#### Document text:
..............................
Saturday, March 10, 2012
There WAS a synaesthete in the Routes to Remembering study!
I am so embarrassed! I do apologize to my readers. I've read the Routes to Remembering study by Maguire, Valentine, Wilding and Kapur. I've also had a good look a the book Superior Memory by Wilding and Valentine at a local academic library (can you believe that my local state public library network doesn't stock this important book in any public or state library?). Both the study and the book are old, so there's been plenty of opportunity for anyone interested in the scientific study of superior memory performance to have studied these important documents backwards and forwards and upside down. I had read about the case of superior memory described in the book Superior Memory who was given the anonymous clinical name "TM" in the book, and had noted that he is clearly a synaesthete, is an unusual man, reminds me a bit of myself, and was compared with the famous synaesthete mnemonist Solomon Shereshevskii by the book's authors. I'm not sure from the limited book preview available at Google Books whether the authors identified TM as a synaesthete. I'm quite sure that I had photocopied some of this book and made notes, but I now can't find them. I have quite a collection of photocopies of interesting things that I would like to write about, but don't have the time to. This is only a hobby of mine.
..............................
#### Problems to solve:
**A)** List the four authors of the Routes to Remembering study named in the blog post on superior memory.
**B)** Write the next part of the blog post on superior memory, starting after its final sentence.

#### Extracted information:
..............................
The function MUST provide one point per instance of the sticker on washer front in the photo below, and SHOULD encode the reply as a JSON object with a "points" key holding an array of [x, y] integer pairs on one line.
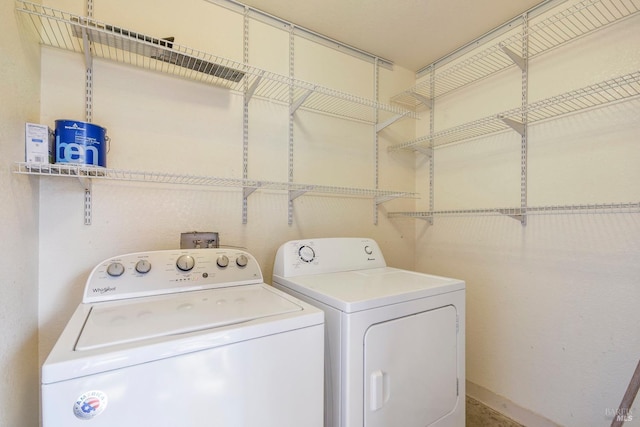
..............................
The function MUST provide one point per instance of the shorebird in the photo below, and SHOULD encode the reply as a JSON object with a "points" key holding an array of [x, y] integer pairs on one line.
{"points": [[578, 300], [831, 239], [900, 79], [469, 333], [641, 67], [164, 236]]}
..............................
#### Your responses:
**A)** Maguire, Valentine, Wilding, Kapur

**B)**
So, I had noted with interest the characteristics of TM when I read the book, but I can't figure out why I didn't check the mention of TM as one of the two individuals (TE and TM) with superior memory who were previously studied by the study authors, who were included along with the World Memory Championship participants as study subjects in the Routes to Remembering study. TE and TM are both in the book and also in the study.
So, the way that many commentators have interpreted the Routes to Remembering study is that it shows that people with superior memory are like that due to training, not due to any inborn peculiarity or mental gift. But we know that there is for sure at least one superior memorizer in that study who is a synaesthete and also a psychologically unusual person, based on the description in the book by those same authors. There is also another superior memorizer in that study in the WMC participants group who later came out to the world with claims that he is a very interesting case of synaesthesia, and was later given a clinical diagnosis of Asperger syndrome and was also declared a case of savant syndrome. His name is Daniel Tammet. He is very famous these days. Oh yes, they are just regular guys who trained their memories!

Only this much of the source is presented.